> RECORD EXCERPTS:
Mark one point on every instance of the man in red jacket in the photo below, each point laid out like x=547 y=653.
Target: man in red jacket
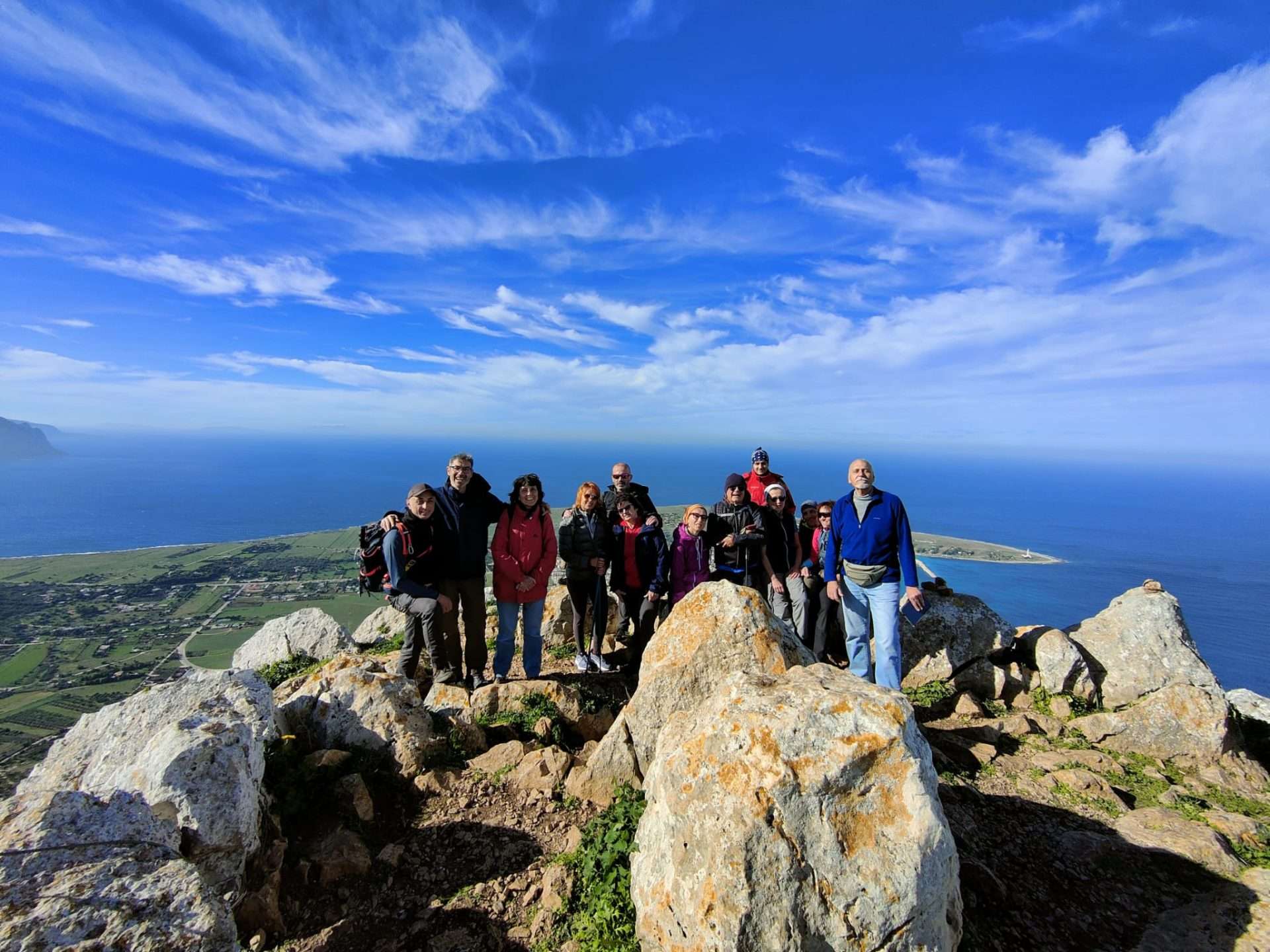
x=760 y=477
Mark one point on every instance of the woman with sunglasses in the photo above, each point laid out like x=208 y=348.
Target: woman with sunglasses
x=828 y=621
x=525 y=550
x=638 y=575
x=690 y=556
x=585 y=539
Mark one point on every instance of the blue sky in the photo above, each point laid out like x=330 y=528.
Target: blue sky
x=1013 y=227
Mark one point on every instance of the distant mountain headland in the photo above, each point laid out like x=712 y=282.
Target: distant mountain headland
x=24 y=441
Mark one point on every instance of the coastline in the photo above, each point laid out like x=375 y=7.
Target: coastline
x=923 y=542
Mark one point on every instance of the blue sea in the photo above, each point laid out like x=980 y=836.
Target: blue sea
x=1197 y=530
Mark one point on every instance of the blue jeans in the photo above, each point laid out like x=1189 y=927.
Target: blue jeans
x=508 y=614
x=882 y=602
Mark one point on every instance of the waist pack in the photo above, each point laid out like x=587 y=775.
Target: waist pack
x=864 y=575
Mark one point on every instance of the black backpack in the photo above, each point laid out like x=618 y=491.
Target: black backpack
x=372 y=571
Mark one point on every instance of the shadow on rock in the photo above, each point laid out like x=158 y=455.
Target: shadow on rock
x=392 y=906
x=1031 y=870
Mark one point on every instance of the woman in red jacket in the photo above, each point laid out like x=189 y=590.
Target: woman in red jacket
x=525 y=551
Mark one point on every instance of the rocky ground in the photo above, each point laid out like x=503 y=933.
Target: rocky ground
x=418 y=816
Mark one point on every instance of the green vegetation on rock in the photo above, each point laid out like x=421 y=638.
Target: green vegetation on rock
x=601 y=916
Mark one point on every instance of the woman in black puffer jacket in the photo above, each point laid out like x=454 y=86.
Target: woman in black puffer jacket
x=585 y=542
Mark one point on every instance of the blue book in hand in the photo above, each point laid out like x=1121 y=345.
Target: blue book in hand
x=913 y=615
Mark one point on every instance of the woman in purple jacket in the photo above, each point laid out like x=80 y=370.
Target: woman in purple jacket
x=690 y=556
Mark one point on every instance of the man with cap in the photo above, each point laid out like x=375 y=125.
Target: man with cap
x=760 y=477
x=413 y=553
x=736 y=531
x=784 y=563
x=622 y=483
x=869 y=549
* * *
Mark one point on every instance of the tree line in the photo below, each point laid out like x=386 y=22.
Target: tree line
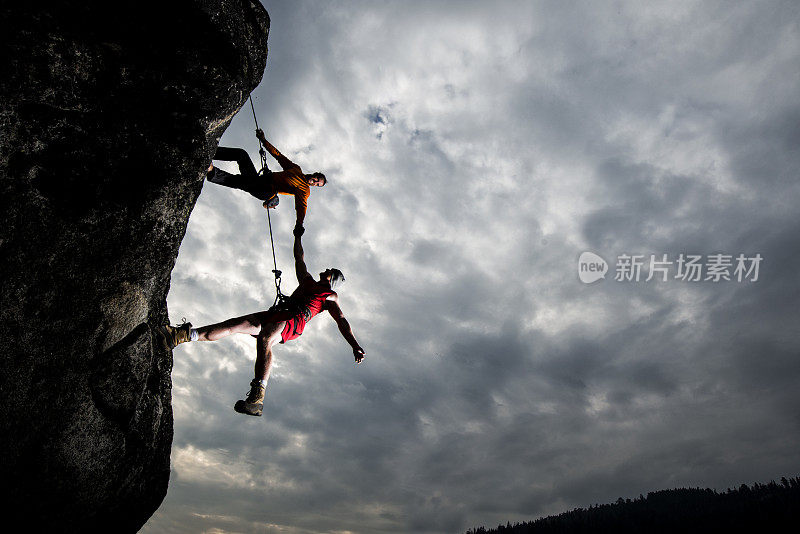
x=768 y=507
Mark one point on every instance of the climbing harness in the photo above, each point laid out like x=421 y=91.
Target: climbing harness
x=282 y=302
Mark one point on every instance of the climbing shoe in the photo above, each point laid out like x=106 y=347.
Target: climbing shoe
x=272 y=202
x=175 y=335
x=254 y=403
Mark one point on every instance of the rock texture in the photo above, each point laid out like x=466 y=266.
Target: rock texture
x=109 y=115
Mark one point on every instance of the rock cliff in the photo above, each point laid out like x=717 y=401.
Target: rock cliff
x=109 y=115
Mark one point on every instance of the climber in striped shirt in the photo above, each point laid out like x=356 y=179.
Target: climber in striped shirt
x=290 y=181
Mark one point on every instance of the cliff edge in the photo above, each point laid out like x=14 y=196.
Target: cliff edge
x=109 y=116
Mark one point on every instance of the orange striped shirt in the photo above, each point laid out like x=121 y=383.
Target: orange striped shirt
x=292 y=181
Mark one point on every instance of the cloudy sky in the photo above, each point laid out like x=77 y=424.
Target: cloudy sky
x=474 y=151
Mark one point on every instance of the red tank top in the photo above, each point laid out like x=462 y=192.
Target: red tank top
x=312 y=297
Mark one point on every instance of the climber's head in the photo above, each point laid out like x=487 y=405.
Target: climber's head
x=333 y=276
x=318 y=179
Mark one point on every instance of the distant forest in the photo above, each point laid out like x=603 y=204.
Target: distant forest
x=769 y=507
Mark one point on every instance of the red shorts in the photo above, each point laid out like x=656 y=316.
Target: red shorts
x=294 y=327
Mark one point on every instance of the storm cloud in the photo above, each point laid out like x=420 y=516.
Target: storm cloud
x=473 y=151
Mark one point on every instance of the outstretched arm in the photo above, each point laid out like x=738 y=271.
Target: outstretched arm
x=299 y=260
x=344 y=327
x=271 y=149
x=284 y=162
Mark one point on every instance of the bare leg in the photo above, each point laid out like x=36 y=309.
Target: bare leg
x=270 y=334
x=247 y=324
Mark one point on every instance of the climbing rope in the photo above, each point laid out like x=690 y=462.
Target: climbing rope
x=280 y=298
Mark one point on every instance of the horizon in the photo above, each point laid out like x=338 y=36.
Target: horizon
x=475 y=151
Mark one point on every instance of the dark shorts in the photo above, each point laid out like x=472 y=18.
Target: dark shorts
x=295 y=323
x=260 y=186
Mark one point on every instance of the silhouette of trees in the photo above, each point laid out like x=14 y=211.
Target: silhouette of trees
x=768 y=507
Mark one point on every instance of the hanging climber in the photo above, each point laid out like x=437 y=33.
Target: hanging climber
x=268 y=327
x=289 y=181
* * *
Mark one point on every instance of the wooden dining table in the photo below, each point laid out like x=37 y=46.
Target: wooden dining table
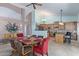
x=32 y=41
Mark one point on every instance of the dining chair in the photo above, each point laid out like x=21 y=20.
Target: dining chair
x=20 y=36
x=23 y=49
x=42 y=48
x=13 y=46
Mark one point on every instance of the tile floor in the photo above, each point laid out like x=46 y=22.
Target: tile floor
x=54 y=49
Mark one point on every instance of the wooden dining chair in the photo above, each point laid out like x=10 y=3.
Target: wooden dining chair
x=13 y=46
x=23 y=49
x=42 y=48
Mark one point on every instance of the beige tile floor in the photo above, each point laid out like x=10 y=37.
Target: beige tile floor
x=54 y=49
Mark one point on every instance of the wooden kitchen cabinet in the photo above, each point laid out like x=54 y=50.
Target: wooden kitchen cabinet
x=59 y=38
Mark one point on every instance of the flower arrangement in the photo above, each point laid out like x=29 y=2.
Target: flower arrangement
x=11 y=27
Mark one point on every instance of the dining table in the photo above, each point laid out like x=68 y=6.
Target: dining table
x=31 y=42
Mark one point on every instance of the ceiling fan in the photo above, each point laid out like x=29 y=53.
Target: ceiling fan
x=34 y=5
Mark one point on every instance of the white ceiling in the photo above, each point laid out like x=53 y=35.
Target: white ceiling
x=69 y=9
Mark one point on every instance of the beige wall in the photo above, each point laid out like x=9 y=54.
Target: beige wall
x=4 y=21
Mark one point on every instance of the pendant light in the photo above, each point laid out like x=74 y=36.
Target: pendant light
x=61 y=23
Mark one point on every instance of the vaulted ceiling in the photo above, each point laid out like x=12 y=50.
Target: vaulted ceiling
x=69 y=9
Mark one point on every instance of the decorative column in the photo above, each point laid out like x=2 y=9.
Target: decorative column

> DESCRIPTION OF THE TASK:
In how many lines above does the word "decorative" appear? Answer with only the number.

> RESPONSE BELOW:
2